[[ Page extract, beginning ]]

Pongal and Pongala

It so happened that I traveled to Thrissur early this week for some work and learned from my friend that this young potter had restarted his pottery workshop after learning with a famous potter/artist in Kerala. He makes his pots from red soil combined with sand and uses filtered red soil for applying the finishing coat and fires it in his wood kiln. Unlike many conventional potters who use other chemical colors to give a bright red hue to the pot.

I just thought that I will pick up a few pots since Pongal is coming up. He normally does design pottery, but this being Pongala season in Kerala, he is frenetically making these small pots to supply to the temples. Pongala is the annual festival associated with Devi temples, mostly in Southern Kerala, where women devotees prepare pongal at the temple precincts or nearby and offer to the deity.

[[ Page extract, end ]]

Your task
Reproduce word for word the part of the text on Pongal and Pongala that begins at the words "It so happened" and stops after the words "to the pot.". The listing that comes next stands apart from the text about Pongal and Pongala.

[[ Given entries, beginning ]]

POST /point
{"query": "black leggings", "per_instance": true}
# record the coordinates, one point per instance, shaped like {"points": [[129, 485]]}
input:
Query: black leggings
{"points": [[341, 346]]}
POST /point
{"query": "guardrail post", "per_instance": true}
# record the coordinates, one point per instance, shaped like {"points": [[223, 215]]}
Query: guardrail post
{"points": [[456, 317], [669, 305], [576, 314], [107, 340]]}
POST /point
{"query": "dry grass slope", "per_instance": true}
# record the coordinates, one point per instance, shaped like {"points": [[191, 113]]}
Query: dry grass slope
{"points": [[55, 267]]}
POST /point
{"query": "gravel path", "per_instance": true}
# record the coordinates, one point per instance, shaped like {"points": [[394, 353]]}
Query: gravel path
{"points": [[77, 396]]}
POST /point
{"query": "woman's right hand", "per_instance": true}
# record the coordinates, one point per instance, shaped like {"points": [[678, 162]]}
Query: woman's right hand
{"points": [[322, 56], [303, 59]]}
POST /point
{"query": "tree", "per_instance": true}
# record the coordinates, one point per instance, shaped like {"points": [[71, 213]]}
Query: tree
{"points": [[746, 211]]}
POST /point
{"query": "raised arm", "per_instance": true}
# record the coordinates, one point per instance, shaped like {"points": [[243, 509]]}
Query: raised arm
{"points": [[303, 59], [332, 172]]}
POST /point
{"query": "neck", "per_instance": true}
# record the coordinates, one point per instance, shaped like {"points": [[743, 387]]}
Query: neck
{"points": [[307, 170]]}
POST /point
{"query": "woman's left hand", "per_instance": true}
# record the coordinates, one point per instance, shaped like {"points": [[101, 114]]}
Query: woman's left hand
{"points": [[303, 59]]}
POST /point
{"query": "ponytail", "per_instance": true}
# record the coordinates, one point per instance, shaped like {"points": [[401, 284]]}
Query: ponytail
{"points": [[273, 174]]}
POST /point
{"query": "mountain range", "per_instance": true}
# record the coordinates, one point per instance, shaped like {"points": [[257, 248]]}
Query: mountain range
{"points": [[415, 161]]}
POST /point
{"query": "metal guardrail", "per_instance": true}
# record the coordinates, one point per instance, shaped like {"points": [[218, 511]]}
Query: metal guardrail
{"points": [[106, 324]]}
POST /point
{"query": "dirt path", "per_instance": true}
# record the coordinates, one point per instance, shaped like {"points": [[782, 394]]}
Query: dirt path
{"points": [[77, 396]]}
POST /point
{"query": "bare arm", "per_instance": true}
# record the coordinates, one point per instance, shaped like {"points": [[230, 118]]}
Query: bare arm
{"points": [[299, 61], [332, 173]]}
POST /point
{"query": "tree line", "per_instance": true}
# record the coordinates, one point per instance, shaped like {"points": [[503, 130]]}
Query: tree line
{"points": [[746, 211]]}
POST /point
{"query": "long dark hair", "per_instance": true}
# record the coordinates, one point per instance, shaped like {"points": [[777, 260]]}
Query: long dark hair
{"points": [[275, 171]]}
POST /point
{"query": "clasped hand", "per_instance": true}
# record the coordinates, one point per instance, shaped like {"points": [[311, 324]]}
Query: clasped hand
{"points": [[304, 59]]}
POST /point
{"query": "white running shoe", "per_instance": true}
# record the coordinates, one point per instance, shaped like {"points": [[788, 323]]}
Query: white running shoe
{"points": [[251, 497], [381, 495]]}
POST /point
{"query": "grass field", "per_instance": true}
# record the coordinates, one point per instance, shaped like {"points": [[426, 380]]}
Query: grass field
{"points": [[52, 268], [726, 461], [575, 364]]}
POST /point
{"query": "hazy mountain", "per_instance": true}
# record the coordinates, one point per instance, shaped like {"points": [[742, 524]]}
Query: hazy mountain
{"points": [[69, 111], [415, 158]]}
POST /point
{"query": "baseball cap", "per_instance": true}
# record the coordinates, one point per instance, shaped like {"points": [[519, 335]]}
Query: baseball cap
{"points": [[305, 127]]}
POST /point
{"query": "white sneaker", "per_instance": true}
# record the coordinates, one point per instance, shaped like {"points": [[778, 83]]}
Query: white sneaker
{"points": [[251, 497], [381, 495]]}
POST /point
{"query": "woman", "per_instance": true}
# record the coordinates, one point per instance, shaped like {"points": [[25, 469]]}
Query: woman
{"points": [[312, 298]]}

[[ Given entries, end ]]

Exercise solution
It so happened that I traveled to Thrissur early this week for some work and learned from my friend that this young potter had restarted his pottery workshop after learning with a famous potter/artist in Kerala. He makes his pots from red soil combined with sand and uses filtered red soil for applying the finishing coat and fires it in his wood kiln. Unlike many conventional potters who use other chemical colors to give a bright red hue to the pot.